Start of Block

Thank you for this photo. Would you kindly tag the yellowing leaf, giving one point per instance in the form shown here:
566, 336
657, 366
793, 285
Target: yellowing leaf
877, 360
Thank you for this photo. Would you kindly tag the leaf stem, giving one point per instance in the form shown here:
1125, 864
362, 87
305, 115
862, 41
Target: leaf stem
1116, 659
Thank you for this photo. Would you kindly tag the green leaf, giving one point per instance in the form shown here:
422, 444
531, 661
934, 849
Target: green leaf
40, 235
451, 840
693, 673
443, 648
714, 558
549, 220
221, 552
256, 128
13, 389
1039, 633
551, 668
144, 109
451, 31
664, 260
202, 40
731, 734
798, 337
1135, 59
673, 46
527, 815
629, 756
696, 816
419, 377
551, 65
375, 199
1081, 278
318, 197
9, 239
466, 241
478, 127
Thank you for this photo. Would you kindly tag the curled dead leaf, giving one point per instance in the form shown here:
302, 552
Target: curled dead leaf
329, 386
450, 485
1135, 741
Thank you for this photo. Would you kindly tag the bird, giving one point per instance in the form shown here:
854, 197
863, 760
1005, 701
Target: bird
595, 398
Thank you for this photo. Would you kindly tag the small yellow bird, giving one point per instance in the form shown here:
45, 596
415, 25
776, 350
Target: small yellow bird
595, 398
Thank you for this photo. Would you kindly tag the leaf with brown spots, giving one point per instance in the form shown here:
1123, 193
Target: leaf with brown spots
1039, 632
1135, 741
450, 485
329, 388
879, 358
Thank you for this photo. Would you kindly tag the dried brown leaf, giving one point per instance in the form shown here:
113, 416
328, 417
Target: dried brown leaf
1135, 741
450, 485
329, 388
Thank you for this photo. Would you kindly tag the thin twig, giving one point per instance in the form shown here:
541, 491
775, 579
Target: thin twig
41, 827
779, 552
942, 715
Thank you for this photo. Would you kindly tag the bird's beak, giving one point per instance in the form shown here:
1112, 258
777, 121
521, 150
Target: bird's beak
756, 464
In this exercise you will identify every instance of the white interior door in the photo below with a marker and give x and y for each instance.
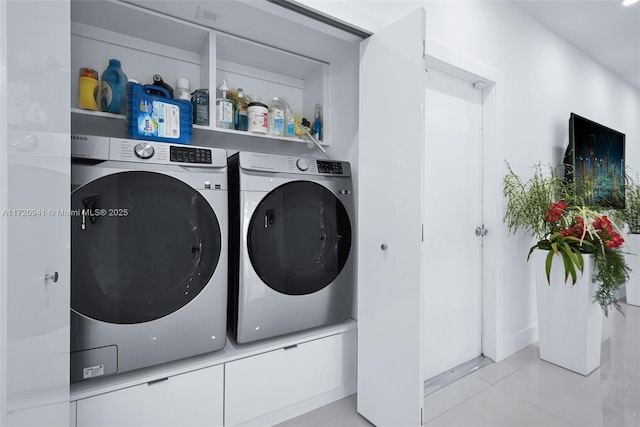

End of Block

Problem to solve >> When you copy the data, keep every line exact and leave out each picture.

Answer for this exercise >>
Thank you for this photo. Would you kindly tag the yellowing leaf, giving one point per instance in the form shown here:
566, 336
657, 366
793, 285
Target: yellowing leaf
877, 360
Thank you for this photo. Would you kindly tag the leaf stem, giving one point per instance in the form shown here:
1125, 864
362, 87
305, 115
862, 41
Target: leaf stem
1116, 659
Thank you for this photo. Would you kindly tag the green leaf, giving one point per instance in the form shown here:
422, 444
531, 661
934, 849
Target: green leaf
40, 235
451, 840
693, 673
443, 648
714, 558
549, 220
221, 552
256, 128
13, 389
1039, 633
551, 668
144, 109
451, 31
664, 260
202, 40
731, 734
798, 337
1135, 59
673, 46
527, 815
629, 756
696, 816
419, 377
551, 65
375, 199
1081, 278
318, 197
9, 239
466, 241
478, 127
Thank you for this photo. Would you kindly tag the curled dead leaf, giving one point per instance in the form shown here:
302, 552
Target: curled dead leaf
329, 386
450, 485
1135, 741
Thank you for this photo. Would you kindly tag the bird, giving one point per instance in the form shown here:
854, 197
863, 760
1005, 701
Target: bird
595, 398
Thank you for this photo. Would you kindly tag the small yellow bird, giving one point per instance in the form shown here:
45, 596
415, 25
776, 350
Target: small yellow bird
595, 398
Thank you for this photo. Would you kindly tag the leaf with brown spots, giving one point per instance in the form shown here:
1123, 193
Target: leaf with brown spots
1039, 632
1135, 741
450, 485
329, 388
879, 358
Thank you for this photo. Would you kindly tag the dried brown leaf, giving one point per instance in the form shown here:
113, 416
328, 417
Target: dried brown leaf
1135, 741
450, 485
329, 388
Thank you for this photo. Would you kindly tag the thin twig, giving one point per instance in the form shown here:
541, 491
775, 579
Target: thin twig
41, 827
779, 552
942, 715
Thank you for this photo. Would you kindly tag the bird's beak, giving one point per instance in the form shown here:
1112, 258
777, 121
521, 150
Target: bird's beak
756, 464
In this exercise you will identify every instance of the white interior door in the photo below with a marker and give x and y for each instance.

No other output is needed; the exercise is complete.